● REQUIRED WORK
Reproduce word for word the portion of the passage on ESG funds and carbon offsets from "In fact, almost" up to and including "their own emissions.".

It found, of the 593 equity funds falling into the broad ESG category, 421 scored negatively for Paris Alignment and 42% allocate to companies with fossil fuel reserves. Similarly, of the 130 climate-specific funds in Europe, 55% do not score positively on Paris compatibility, while this product class alone had $153m of aggregate exposure to the fossil fuel production value chain.

Given this sobering backdrop, investors might be forgiven for seeking out different ways of greening their portfolios, such as with carbon offsets. Refinitiv’s 2021 carbon market survey also confirms companies’ clients, investors and future employees are keen to see more “carbon neutral” products, with 57% either somewhat or strongly disagreeing that achieving such ends via voluntary offsets can be considered “pure greenwashing”.

In fact, almost 80% of respondents think carbon offsetting allows companies that do not emit greenhouse gases to contribute to emission reductions elsewhere, however, more than half of the respondents agree that having the option to offset emissions reduces firms’ incentive to cut their own emissions.

Explaining how offsets work in practice, Gabriela Herculano, CEO and co-founder of impact ETF issuer iClima Earth, said: “Offsetting is the action of displacing or reducing emissions at the source, and the action will generate a carbon credit. Offsets should not be misunderstood as purely the action of sequestration through trees. It is more complex. Offsets must be real, additional, quantifiable, permanent, verifiable, and enforceable, and can only be issued through a closed registry following a registration and verification process. Every offset creation is overseen and controlled”.

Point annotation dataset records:
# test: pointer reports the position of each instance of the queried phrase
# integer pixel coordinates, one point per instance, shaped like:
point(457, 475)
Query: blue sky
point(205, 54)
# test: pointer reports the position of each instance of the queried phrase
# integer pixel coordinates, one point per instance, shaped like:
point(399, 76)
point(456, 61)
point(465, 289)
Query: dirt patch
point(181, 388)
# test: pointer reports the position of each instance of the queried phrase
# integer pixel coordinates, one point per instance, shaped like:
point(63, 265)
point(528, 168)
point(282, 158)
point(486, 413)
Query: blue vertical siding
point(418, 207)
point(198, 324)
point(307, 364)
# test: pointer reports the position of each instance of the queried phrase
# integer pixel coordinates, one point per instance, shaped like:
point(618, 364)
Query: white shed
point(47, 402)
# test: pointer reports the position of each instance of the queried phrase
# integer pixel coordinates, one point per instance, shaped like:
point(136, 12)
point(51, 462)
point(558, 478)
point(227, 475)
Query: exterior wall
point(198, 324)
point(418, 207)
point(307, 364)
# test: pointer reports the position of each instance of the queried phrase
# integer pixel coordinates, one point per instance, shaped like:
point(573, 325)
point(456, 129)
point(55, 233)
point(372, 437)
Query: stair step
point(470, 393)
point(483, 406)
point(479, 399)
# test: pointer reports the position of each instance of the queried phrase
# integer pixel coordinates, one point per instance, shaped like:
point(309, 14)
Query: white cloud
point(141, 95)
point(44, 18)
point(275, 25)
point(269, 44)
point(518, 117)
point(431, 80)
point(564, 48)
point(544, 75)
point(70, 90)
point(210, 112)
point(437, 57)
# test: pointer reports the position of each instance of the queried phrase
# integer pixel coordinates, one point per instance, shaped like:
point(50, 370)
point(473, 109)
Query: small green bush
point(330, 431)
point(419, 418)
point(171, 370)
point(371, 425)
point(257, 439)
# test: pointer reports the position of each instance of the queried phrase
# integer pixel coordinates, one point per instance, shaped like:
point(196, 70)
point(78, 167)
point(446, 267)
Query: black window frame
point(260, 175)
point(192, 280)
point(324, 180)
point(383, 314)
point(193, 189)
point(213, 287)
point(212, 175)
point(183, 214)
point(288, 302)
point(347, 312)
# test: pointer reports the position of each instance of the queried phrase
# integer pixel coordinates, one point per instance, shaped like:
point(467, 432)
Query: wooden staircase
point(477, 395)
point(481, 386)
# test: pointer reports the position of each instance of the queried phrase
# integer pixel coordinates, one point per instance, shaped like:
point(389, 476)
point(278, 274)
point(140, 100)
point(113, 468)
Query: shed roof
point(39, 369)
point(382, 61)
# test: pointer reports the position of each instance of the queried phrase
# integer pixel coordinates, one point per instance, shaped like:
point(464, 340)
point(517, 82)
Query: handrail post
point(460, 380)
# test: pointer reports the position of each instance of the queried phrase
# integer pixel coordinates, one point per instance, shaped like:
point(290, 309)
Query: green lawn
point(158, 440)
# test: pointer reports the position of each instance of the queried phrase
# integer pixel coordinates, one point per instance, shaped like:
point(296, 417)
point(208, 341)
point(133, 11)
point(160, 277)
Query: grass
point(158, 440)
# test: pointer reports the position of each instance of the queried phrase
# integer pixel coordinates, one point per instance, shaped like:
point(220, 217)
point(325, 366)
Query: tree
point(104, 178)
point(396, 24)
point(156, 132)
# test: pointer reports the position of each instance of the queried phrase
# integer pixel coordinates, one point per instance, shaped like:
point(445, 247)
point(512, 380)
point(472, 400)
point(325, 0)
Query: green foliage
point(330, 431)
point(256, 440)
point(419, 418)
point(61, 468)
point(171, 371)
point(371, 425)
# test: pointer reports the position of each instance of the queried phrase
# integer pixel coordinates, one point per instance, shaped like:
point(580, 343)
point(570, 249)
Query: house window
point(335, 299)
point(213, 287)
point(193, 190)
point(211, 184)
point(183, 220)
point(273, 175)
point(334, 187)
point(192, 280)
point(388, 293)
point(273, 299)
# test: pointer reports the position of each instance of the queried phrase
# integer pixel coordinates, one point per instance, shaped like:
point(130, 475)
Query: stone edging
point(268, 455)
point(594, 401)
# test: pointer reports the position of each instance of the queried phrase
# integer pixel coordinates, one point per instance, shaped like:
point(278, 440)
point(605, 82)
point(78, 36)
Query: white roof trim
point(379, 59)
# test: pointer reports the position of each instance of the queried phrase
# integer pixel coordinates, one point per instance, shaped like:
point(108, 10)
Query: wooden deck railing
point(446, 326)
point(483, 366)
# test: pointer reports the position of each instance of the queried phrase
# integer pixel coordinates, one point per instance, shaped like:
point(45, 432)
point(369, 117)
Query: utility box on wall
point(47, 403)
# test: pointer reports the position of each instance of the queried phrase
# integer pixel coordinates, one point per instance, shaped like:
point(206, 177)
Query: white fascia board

● RESULT OF THIS EXERCISE
In fact, almost 80% of respondents think carbon offsetting allows companies that do not emit greenhouse gases to contribute to emission reductions elsewhere, however, more than half of the respondents agree that having the option to offset emissions reduces firms’ incentive to cut their own emissions.